WHAT TO WORK ON:
[1] According to the text on life's junctions, how many years may the journey ahead after retirement encompass?
[2] Output, word for word, the part of the text on life's junctions that opens with the words containing "Understanding that listening" and closes with "one at a time.".
[3] List every action the text on life's junctions says a person can take at a Whitefish train station.

Understanding that listening to God’s call, allowing me the privilege of deciding that His will is mine, certainly makes this junction easier and less stressful. But no less important.

The call this time will not uproot my family nor even require a move. It just requires obedience and taking each indicated step one at a time.

I speak with so many that are in their late 50s and 60s who are looking forward to that time of transition called retirement by some. Some are nervous, some are oblivious, and some are excited about the journey ahead. For most, the realization that the journey ahead may encompass 30 years is a bit of a shock. “30 years is a long time!” is the normal response to that realization. The most common observation made is, “I haven’t figured it out yet”, or, “I really don’t know.”

We can easily understand and highlight life’s junction that occurs during the 60s. It is helpful to realize that there will most likely be at least two more major points of transition still ahead, not just the one that occurs in our 60s. Coupled with the anxiety of transition, we’d like to get our lives figured out and then just get on with it. It just does not work that way.

It makes sense then to develop some skills at navigating those intersections.

Of knowing how to recognize which track to take and what it’s going to require of you when you take it.

God uses these changes to help direct our lives. Being in tune with his plan for your life, at each stage and during each transition is important. When we are in tune it gets easier. When we are not, it gets harder.

This reminds me again of the seat mate on a recent flight. When asked what he had done during the prior 6 years of retirement, his answer was “Nothing with meaning!”

Think about your life’s next junction. Hopefully you too will have a Whitefish train station where you can pause, reflect, listen and decide.

Oh yes, my junction: God is calling me to reduce the number of things I am doing, and to focus on just three: serving Envoy Financial as CEO and expanding the number of lives touched by the ministry, bringing the message of the Retirement Reformation, changing the way we think and act during the last 30 years of life, and encouraging the growth of Business for Ministry, a key to the future funding of many ministries.

When I write it down, it still seems like a lot. So, I’ll keep listening. I may even take another trip back to Whitefish. Want to join me?

DATASET EXTRACT:
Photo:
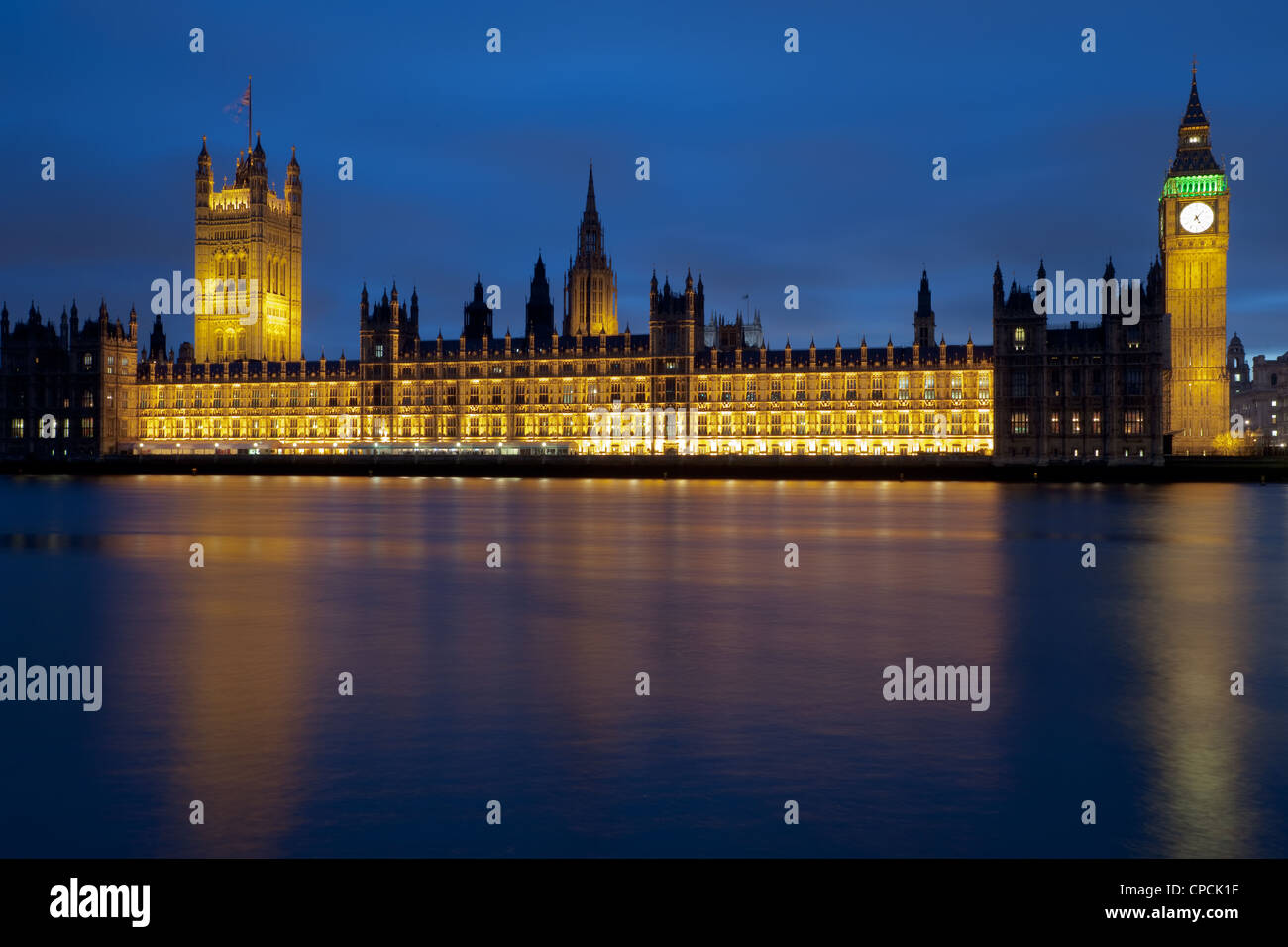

OUTPUTS FOR THE TASKS:
[1] 30 years

[2]
Understanding that listening to God’s call, allowing me the privilege of deciding that His will is mine, certainly makes this junction easier and less stressful. But no less important.

The call this time will not uproot my family nor even require a move. It just requires obedience and taking each indicated step one at a time.

[3] pause, reflect, listen, decide